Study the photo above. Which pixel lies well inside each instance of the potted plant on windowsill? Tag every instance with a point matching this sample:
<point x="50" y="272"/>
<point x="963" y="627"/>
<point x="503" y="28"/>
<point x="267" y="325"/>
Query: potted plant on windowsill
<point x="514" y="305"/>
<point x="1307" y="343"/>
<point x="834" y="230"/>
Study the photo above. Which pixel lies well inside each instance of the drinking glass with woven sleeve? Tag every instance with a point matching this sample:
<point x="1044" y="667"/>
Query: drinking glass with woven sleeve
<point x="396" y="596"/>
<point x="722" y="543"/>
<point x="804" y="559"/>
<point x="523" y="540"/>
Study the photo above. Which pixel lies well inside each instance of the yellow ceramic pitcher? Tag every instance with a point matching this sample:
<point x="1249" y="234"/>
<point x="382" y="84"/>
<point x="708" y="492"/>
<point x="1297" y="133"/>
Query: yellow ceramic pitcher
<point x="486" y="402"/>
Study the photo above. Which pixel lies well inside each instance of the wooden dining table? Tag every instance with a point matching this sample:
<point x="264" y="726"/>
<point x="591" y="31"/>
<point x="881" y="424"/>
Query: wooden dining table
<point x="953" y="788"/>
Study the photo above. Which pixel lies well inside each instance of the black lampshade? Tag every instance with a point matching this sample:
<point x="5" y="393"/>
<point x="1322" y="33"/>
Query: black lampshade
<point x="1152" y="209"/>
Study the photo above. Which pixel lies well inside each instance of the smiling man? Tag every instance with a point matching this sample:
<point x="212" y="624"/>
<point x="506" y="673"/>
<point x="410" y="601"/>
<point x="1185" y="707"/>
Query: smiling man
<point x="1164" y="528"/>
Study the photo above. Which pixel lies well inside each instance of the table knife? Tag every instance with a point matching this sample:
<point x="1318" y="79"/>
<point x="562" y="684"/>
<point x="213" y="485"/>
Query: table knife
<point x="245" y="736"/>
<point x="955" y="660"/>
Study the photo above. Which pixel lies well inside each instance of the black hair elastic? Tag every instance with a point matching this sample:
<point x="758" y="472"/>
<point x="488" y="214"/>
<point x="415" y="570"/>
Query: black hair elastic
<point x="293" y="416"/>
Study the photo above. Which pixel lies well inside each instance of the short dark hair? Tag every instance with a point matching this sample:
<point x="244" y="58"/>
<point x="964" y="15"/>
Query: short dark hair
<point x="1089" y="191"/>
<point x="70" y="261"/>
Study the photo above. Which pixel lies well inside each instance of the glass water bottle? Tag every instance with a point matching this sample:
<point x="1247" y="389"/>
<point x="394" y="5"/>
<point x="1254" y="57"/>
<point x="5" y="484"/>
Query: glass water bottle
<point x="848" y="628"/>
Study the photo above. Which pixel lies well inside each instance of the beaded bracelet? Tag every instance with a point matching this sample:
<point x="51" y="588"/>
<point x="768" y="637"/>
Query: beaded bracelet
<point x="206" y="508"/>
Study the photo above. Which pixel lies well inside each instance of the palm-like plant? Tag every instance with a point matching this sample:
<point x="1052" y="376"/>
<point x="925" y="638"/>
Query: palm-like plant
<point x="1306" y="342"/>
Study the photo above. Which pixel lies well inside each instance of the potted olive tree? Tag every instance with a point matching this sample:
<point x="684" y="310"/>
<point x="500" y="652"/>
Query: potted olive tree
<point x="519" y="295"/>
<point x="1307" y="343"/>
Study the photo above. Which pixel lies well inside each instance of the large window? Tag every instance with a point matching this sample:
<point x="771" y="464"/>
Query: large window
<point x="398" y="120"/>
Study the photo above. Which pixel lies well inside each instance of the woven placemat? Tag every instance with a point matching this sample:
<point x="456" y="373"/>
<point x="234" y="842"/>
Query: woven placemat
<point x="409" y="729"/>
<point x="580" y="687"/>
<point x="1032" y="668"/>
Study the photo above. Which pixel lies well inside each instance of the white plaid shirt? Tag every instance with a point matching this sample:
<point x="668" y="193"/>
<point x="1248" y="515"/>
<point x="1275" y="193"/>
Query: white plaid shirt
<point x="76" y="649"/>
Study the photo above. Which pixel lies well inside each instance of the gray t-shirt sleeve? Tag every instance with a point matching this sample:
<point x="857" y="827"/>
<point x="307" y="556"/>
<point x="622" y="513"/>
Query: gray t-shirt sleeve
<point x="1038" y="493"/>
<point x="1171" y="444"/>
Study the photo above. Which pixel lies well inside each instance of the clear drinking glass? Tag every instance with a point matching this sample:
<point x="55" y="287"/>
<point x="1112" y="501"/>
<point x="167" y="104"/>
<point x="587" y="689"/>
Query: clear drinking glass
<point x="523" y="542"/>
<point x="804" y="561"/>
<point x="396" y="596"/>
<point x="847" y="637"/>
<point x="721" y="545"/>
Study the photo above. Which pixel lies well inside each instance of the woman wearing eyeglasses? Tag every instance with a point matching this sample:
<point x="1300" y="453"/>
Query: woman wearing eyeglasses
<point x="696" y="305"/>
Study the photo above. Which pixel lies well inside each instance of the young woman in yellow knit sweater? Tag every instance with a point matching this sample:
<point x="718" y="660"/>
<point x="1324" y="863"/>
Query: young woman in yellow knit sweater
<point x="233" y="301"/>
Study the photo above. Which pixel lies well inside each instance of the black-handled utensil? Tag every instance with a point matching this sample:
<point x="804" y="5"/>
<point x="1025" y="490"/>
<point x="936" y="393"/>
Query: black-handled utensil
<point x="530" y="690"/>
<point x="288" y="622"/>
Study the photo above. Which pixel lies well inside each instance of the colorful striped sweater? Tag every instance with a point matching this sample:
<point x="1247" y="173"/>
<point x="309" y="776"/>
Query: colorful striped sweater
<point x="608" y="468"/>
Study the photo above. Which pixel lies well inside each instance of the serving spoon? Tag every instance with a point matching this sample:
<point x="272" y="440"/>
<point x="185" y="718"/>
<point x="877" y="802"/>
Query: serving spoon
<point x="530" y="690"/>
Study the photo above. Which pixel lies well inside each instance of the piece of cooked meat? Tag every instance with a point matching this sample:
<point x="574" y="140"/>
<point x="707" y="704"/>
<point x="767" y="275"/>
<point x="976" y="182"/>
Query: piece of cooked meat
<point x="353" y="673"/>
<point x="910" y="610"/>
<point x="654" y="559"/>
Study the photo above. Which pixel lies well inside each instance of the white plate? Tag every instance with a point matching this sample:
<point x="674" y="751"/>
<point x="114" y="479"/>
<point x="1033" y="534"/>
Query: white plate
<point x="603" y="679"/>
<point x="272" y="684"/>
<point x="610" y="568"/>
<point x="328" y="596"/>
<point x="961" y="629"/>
-*-
*Aim*:
Rewrite all of the entries above, switching "Tag every instance" to "Mark each instance" wherever it occurs and leaving everything else unchanged.

*Right answer*:
Study the photo above. Which pixel lies well inside each instance of the potted plant on windowsill? Mark each instance with a point matching this sample:
<point x="50" y="272"/>
<point x="963" y="627"/>
<point x="503" y="28"/>
<point x="267" y="325"/>
Query: potted plant on windowsill
<point x="514" y="305"/>
<point x="1307" y="343"/>
<point x="834" y="230"/>
Study the photo above. Which pixel lies well inside each instance of the drinking glass with woven sleeve? Mark each instance with a point matching this sample:
<point x="1044" y="667"/>
Query: drinking glass with woven sleeve
<point x="396" y="596"/>
<point x="722" y="543"/>
<point x="804" y="559"/>
<point x="523" y="540"/>
Study the photo above. Which pixel lies well inside each instance of the yellow ceramic pitcher? Mark each instance with a point matching this sample:
<point x="1249" y="234"/>
<point x="382" y="84"/>
<point x="708" y="492"/>
<point x="1297" y="133"/>
Query: yellow ceramic pitcher
<point x="486" y="402"/>
Study the photo above. Which pixel lies well inside each instance of the wooden dining table? Mark each instance with a point matching this sample:
<point x="264" y="726"/>
<point x="591" y="31"/>
<point x="881" y="424"/>
Query: wooden dining table
<point x="953" y="788"/>
Study the photo above. Which pixel lies well inside each instance of the black lampshade? Mark each instance with a point matching this sample:
<point x="5" y="393"/>
<point x="1322" y="33"/>
Query: black lampshade
<point x="1152" y="209"/>
Study the photo above. Which pixel lies well inside each instance of the smiling man? Mark each instance with a point matching this sample:
<point x="212" y="624"/>
<point x="506" y="673"/>
<point x="410" y="601"/>
<point x="1185" y="707"/>
Query: smiling man
<point x="1164" y="528"/>
Study the photo above. Which pixel lies well inside each instance of the table knife? Mark each instance with a point matching this sample:
<point x="1318" y="79"/>
<point x="562" y="684"/>
<point x="213" y="485"/>
Query: table knife
<point x="245" y="736"/>
<point x="955" y="660"/>
Study the photo above. Which pixel lies well inside each instance of the black hair elastic? Mark each instance with a point matching this sample:
<point x="758" y="472"/>
<point x="488" y="214"/>
<point x="415" y="570"/>
Query: black hair elastic
<point x="293" y="416"/>
Study the photo above. Which pixel lies well inside each instance of the short dark hair? Mark each instance with a point matching this sample:
<point x="244" y="58"/>
<point x="964" y="15"/>
Query: short dark hair
<point x="1089" y="191"/>
<point x="70" y="261"/>
Study the photo above. Which pixel lies well inside each instance of the glass water bottle? Mark each instance with a point matching this sample:
<point x="1247" y="389"/>
<point x="394" y="5"/>
<point x="1254" y="57"/>
<point x="5" y="484"/>
Query: glass water bottle
<point x="848" y="628"/>
Study the photo above. Which pixel lies well inside each instance of the beaded bracelet? Mark each instance with a point matching this sample:
<point x="51" y="588"/>
<point x="768" y="637"/>
Query: beaded bracelet
<point x="206" y="508"/>
Study the photo above. Which pixel lies well inside each instance of the palm-like plant? Mark each instance with a point matching this sample:
<point x="1052" y="376"/>
<point x="925" y="638"/>
Query: palm-like plant
<point x="1306" y="342"/>
Study the photo above. Which pixel lies well inside each instance of the potted olive tree? Mark each instance with a point matching this sample:
<point x="684" y="310"/>
<point x="500" y="652"/>
Query: potted olive tree
<point x="519" y="295"/>
<point x="1307" y="343"/>
Study the photo above. Which pixel lies well inside each instance of the large window? Mark each instance with a point matching this sample:
<point x="771" y="464"/>
Query: large window
<point x="398" y="120"/>
Study the photo above. Which pixel lies well inside each instance of the woven placemat? Mark each instance with a point matching this sample:
<point x="456" y="373"/>
<point x="234" y="842"/>
Query: woven placemat
<point x="409" y="729"/>
<point x="580" y="687"/>
<point x="1032" y="668"/>
Study the photo above. Which pixel lies well inside each instance of the white plaid shirt? Mark each instance with a point matching this sample:
<point x="668" y="193"/>
<point x="1248" y="515"/>
<point x="1275" y="193"/>
Query: white plaid shirt
<point x="76" y="649"/>
Study the photo above. Which pixel lies well inside each instance of the gray t-shirt sleeve? Mark each instance with a point matching this sample:
<point x="857" y="827"/>
<point x="307" y="556"/>
<point x="622" y="513"/>
Query: gray t-shirt sleeve
<point x="1038" y="493"/>
<point x="1171" y="444"/>
Study the photo above. Which pixel lies well inside each instance of the clear drinking glass? Mark each instance with a point matching this sample:
<point x="55" y="287"/>
<point x="1112" y="501"/>
<point x="167" y="104"/>
<point x="587" y="689"/>
Query: clear drinking glass
<point x="523" y="542"/>
<point x="804" y="561"/>
<point x="396" y="596"/>
<point x="847" y="637"/>
<point x="721" y="545"/>
Study the photo above. Which pixel lies well inside each instance of the woman wearing eyeglasses? Mark each instance with a point matching this sample:
<point x="1300" y="453"/>
Query: woman wearing eyeglasses
<point x="696" y="305"/>
Study the photo above. Which pixel lies well inside each instance of the young woman in yellow knit sweater? Mark each instance with a point matching this sample:
<point x="718" y="660"/>
<point x="1324" y="863"/>
Query: young woman in yellow knit sweater
<point x="233" y="301"/>
Study the photo above. Which pixel lies well inside each instance of the black-handled utensil? Mark each instance with a point matching this sample:
<point x="804" y="5"/>
<point x="1025" y="490"/>
<point x="936" y="393"/>
Query: black-handled utensil
<point x="530" y="690"/>
<point x="288" y="622"/>
Study the photo above. Which pixel lies well inside each instance of the colorful striped sweater? Mark each instance with a point matching this sample:
<point x="1247" y="173"/>
<point x="309" y="776"/>
Query: colorful striped sweater
<point x="608" y="468"/>
Study the photo above. Which pixel lies well inside each instance of the serving spoon? Mark each instance with a point matching this sample:
<point x="272" y="440"/>
<point x="185" y="718"/>
<point x="877" y="802"/>
Query: serving spoon
<point x="530" y="690"/>
Study the photo above. Which pixel lies well inside each instance of the piece of cooked meat? Mark each instance with a point matching this sample:
<point x="574" y="140"/>
<point x="707" y="704"/>
<point x="767" y="275"/>
<point x="976" y="182"/>
Query: piece of cooked meat
<point x="353" y="673"/>
<point x="910" y="610"/>
<point x="654" y="559"/>
Study the photo above. Which pixel lies well inside each instance of the white plate? Mark each instance with a point matching this sample:
<point x="674" y="751"/>
<point x="114" y="479"/>
<point x="1033" y="534"/>
Query: white plate
<point x="603" y="679"/>
<point x="272" y="684"/>
<point x="610" y="568"/>
<point x="328" y="596"/>
<point x="961" y="629"/>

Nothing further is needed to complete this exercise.